▶ What to produce
Return the data in full, exactly as it was written.

*** Available records ***

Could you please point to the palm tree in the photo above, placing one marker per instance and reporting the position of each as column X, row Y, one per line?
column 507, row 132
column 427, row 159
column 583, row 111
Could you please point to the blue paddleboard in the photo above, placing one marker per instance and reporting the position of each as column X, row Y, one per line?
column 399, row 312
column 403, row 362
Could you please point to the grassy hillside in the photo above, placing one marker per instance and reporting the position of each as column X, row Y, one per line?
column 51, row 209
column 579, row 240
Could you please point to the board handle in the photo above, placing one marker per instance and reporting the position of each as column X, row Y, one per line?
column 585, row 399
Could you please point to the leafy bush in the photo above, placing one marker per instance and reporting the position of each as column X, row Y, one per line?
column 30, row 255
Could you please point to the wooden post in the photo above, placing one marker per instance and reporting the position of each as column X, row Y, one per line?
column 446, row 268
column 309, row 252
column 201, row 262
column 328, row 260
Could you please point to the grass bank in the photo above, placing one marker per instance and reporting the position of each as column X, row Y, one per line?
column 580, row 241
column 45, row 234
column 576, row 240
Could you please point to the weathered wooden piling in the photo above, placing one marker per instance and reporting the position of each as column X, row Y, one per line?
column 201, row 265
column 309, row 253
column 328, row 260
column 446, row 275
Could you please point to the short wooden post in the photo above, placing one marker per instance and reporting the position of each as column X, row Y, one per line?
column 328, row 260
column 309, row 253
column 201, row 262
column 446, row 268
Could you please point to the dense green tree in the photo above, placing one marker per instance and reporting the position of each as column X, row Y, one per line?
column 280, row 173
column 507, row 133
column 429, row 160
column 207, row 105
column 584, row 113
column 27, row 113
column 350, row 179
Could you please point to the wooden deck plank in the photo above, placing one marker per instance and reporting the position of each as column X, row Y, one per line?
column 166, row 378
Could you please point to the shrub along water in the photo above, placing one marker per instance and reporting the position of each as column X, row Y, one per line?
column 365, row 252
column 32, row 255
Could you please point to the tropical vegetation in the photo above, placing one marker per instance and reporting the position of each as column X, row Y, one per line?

***

▶ Answer space
Could you please point to the palm tree in the photo above, placing one marker per instance and reporting the position of each as column X, row Y, one per line?
column 507, row 132
column 427, row 159
column 583, row 111
Could you please point to the blue paddleboard in the photo above, placing one marker per instance and reporting the position of each as column X, row Y, one per line?
column 399, row 312
column 403, row 362
Could you please point to the grassy hillside in the photo above, placing one marker per instance and reporting the position of each as column X, row Y, one per line?
column 51, row 209
column 579, row 240
Could you please point to the board handle in the photo above, placing one marker per instance and reporting the position of each as column X, row Y, one per line?
column 585, row 399
Could you please point to the leafy bush in the photo above, placing one marker per instance and reporting the position of each as column X, row Y, one per line?
column 30, row 255
Could you please point to the wooden post in the photo above, placing one marker per instance and reporting the position of each as column X, row Y, one per line?
column 446, row 268
column 309, row 252
column 201, row 262
column 328, row 260
Could you please point to the grass bank in the photo above, placing one marker per instance and reporting the position of each as column X, row Y, one per line?
column 580, row 241
column 45, row 234
column 576, row 240
Could you please point to the weathered wooden piling in the photo above, placing one marker per instance and reporting the position of each as column X, row Y, one per line?
column 201, row 265
column 309, row 253
column 328, row 260
column 446, row 275
Could you please point to the short wooden post in the photo above, placing one marker per instance and reporting the position of each as column X, row Y, one per line?
column 328, row 260
column 309, row 253
column 201, row 262
column 446, row 268
Could you please point to the dense green tree in the photo above, placing one marker per instance and reporting the position of each as column X, row Y, one per line?
column 280, row 173
column 507, row 133
column 429, row 160
column 207, row 105
column 584, row 113
column 27, row 113
column 350, row 179
Could you please point to the wooden deck plank in the photo above, placing one marker per instance and reporting the position of each as column X, row Y, one per line?
column 166, row 378
Could you please point to the shrub along water in the photo above, placing one marker per instance and reporting the position of each as column X, row Y, one per line?
column 365, row 252
column 32, row 255
Could you please point to the tropical vegetation in the photo above, placing one marker per instance and reporting the position of each as column X, row Y, one per line?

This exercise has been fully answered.